_Exercise instructions:_ Set down the listing again, word for word.

------------------------------------

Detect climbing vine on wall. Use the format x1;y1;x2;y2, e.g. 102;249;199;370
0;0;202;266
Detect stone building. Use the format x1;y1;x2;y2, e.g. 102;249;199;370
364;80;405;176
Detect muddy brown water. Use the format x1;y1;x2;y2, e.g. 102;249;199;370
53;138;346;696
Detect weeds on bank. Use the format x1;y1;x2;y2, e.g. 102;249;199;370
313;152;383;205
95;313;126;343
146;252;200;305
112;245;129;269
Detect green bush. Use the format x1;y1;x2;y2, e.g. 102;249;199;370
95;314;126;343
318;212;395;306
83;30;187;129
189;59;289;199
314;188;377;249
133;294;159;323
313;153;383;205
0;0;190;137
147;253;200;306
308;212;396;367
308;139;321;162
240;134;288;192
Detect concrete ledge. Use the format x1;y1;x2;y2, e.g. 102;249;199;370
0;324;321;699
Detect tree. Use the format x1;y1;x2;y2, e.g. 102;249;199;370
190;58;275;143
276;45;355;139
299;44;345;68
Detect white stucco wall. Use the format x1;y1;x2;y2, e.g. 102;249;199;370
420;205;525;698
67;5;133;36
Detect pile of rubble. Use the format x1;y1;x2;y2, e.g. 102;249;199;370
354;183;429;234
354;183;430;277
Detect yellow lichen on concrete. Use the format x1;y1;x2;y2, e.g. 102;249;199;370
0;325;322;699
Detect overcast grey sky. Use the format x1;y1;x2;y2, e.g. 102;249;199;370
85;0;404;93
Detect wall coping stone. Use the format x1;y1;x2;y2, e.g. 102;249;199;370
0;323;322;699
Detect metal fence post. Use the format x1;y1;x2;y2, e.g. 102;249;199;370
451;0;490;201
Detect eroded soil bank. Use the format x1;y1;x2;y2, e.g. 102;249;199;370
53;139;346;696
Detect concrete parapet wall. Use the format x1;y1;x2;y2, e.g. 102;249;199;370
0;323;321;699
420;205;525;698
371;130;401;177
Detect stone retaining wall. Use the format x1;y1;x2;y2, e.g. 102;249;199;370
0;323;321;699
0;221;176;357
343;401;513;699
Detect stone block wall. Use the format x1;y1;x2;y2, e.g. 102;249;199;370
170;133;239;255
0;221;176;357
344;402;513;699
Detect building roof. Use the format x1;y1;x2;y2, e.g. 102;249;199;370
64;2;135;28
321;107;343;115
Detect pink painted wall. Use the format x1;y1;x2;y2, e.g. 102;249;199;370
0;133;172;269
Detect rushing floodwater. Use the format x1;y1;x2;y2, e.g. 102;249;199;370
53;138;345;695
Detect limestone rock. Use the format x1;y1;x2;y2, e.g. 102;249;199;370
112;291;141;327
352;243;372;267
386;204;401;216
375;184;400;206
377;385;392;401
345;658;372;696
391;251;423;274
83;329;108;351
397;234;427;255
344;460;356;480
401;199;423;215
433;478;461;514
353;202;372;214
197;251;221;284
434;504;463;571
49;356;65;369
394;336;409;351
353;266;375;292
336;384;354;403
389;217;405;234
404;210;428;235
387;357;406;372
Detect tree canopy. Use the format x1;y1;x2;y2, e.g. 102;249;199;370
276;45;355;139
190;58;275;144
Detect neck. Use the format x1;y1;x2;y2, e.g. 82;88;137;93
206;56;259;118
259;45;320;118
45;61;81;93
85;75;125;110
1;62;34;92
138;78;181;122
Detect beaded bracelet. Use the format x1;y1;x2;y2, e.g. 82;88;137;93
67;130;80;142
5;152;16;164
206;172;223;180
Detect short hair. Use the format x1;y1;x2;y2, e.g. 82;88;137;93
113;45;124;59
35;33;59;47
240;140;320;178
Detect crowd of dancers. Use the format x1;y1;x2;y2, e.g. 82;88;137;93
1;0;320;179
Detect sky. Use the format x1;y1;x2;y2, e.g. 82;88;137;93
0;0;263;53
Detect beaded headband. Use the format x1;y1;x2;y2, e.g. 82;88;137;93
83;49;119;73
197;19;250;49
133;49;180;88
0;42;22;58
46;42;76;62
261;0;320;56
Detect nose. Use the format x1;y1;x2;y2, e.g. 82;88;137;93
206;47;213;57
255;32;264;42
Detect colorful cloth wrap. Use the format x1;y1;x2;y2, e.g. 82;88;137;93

------------------------------------

_Exercise result:_
Detect climbing vine on wall. Use the format x1;y1;x2;y2, e.g. 102;249;199;370
0;0;202;266
Detect stone building. Use the format x1;y1;x2;y2, e.g. 102;249;199;370
364;80;405;176
Detect muddy brown water. Use the format x1;y1;x2;y2, e.g. 102;249;199;370
53;138;346;696
Detect weeds on bank. Use the format x1;y1;x2;y2, e.g. 102;249;199;370
313;152;383;205
95;313;126;343
146;252;200;305
112;245;129;269
Detect green bush. Use the format x1;y1;x2;y2, e.g. 102;249;199;370
95;314;126;343
318;212;395;306
83;30;187;129
189;59;289;199
314;188;377;249
133;294;159;323
313;153;383;205
0;0;190;137
147;253;200;306
308;212;396;367
308;139;321;162
240;134;288;192
Detect concrete ledge. Use the format x1;y1;x2;y2, e.g. 102;249;199;370
0;324;321;699
Detect tree. Use the format x1;y1;x2;y2, e.g. 102;249;199;370
190;58;275;143
276;45;355;139
299;44;345;68
Detect white stucco wall. Use the format x1;y1;x2;y2, e.g. 102;249;199;370
420;205;525;698
67;5;133;36
Detect pile of rubble. Use the format x1;y1;x2;y2, e.g. 102;249;199;370
354;183;429;234
354;183;430;277
Detect yellow lichen on concrete. Use the format x1;y1;x2;y2, e.g. 102;249;199;370
0;325;322;699
Detect overcast grey sky. Use the format x1;y1;x2;y2, e.g. 102;249;199;370
85;0;404;93
Detect wall coping stone. Use the format x1;y1;x2;y2, e.g. 102;249;199;370
0;323;322;699
Detect metal fence post. Use the format x1;y1;x2;y2, e.g. 102;249;199;370
451;0;490;201
Detect eroded soil bank. Use the format x1;y1;x2;y2, e.g. 102;249;199;370
53;139;346;696
Detect concrete parapet wall. Use the format x1;y1;x2;y2, e.g. 102;249;199;370
0;323;321;699
420;205;525;698
371;130;401;177
Detect stone retaining wall. Use the format x1;y1;x2;y2, e.g. 102;249;199;370
0;323;321;699
0;221;176;357
343;401;513;699
Detect stone block wall. Use the format x1;y1;x2;y2, e.g. 102;249;199;370
170;133;239;255
0;221;176;357
344;402;513;699
Detect building roof. Use the format x1;y1;x2;y2, e.g. 102;249;199;370
64;2;135;28
321;107;343;115
Detect pink painted wall. Use the format x1;y1;x2;y2, e.g. 102;249;199;370
0;133;172;269
Detect rushing floodwater. Use the format x1;y1;x2;y2, e.g. 102;249;199;370
53;138;345;695
Detect limestone rock. Use the format x1;y1;x2;y2, e.g. 102;249;199;370
112;291;141;327
352;243;372;267
386;204;401;216
375;184;400;206
377;385;392;401
345;658;372;696
391;251;423;274
83;329;108;351
397;234;427;255
344;460;356;480
401;199;423;215
433;478;461;514
353;202;372;214
197;251;221;284
434;504;463;571
49;356;65;369
394;336;409;351
353;266;375;292
336;384;354;403
389;217;405;234
404;210;428;235
387;357;406;372
Detect tree canopy. Use the format x1;y1;x2;y2, e.g. 102;249;199;370
276;45;355;139
190;58;275;144
Detect neck. Use the format x1;y1;x2;y2, e.g. 82;88;137;93
206;56;259;118
259;45;320;118
45;61;81;93
85;75;125;110
1;62;34;92
138;78;181;122
Detect beaded bracelet. Use the format x1;y1;x2;y2, e.g. 82;88;137;93
67;130;80;142
5;152;16;164
206;172;223;180
Detect short hair. Use the format x1;y1;x2;y2, e.g. 82;88;137;93
113;45;124;59
35;33;59;47
240;140;320;178
Detect crowd of dancers. Use the format x1;y1;x2;y2, e.g. 82;88;137;93
1;0;320;179
Detect sky. Use the format x1;y1;x2;y2, e.g. 82;88;137;93
0;0;263;53
Detect beaded headband. Use the format x1;y1;x2;y2, e.g. 82;88;137;93
83;49;119;73
197;19;250;49
133;49;180;88
0;42;22;58
46;42;76;62
261;0;320;56
Detect nose. Use the format x1;y1;x2;y2, e.g. 82;88;137;93
206;47;213;57
255;32;264;42
Detect colorful cloth wrap. Use the format x1;y1;x2;y2, e.g. 82;88;137;93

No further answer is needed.